## PROBLEM REQUIREMENTS
Everything from the line containing "Target: jersey sleeve" to the close of the records below should be output exactly, line by line, with no other lines given.

## DATA SECTION
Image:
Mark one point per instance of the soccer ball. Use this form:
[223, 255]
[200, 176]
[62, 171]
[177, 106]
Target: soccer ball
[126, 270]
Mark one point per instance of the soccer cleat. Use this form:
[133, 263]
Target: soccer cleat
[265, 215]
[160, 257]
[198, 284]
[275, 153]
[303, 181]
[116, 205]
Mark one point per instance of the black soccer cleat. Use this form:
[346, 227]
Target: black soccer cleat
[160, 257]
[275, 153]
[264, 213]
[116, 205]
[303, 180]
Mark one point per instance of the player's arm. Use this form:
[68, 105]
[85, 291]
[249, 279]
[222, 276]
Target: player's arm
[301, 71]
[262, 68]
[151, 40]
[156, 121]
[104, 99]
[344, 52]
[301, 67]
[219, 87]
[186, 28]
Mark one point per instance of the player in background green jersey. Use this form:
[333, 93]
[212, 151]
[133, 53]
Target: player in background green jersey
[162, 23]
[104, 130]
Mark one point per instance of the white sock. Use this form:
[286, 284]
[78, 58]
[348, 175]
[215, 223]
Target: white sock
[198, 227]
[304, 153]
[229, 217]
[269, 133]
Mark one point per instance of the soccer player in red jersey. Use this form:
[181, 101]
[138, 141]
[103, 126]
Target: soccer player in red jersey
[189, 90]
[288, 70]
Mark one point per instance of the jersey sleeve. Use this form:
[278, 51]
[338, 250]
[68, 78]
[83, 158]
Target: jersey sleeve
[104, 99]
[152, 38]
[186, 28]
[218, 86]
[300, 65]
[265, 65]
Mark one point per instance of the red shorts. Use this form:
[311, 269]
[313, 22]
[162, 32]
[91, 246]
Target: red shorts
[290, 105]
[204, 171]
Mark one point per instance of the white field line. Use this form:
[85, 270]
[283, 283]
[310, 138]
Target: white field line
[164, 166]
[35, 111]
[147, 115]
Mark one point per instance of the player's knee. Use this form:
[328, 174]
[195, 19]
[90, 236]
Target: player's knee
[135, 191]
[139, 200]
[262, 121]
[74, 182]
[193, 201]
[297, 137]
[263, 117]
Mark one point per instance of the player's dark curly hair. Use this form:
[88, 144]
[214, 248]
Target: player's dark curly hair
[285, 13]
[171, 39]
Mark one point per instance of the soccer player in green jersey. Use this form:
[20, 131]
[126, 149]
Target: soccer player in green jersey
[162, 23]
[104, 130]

## SOLUTION FOR THIS PROBLEM
Target: jersey sleeve
[104, 99]
[152, 38]
[186, 28]
[218, 86]
[300, 65]
[265, 65]
Mark one point per instance of the red shorts. Use this form:
[311, 269]
[313, 22]
[162, 32]
[91, 246]
Target: red shorts
[290, 105]
[204, 171]
Mark one point per instance of the white field line. Use this form:
[85, 270]
[283, 283]
[310, 138]
Target: white field line
[164, 166]
[35, 111]
[147, 115]
Mark one point per instance of the player's knee. Use this form:
[328, 174]
[195, 19]
[90, 236]
Target: player's knee
[135, 191]
[139, 200]
[262, 121]
[74, 182]
[193, 201]
[297, 137]
[263, 117]
Mark one point per instance of the player's dark curly hair. Use this form:
[88, 144]
[214, 248]
Target: player's dark curly hair
[285, 13]
[171, 39]
Mark one point per instance of the soccer player in green jersey. Use this form:
[20, 131]
[126, 149]
Target: soccer player in green jersey
[162, 23]
[104, 130]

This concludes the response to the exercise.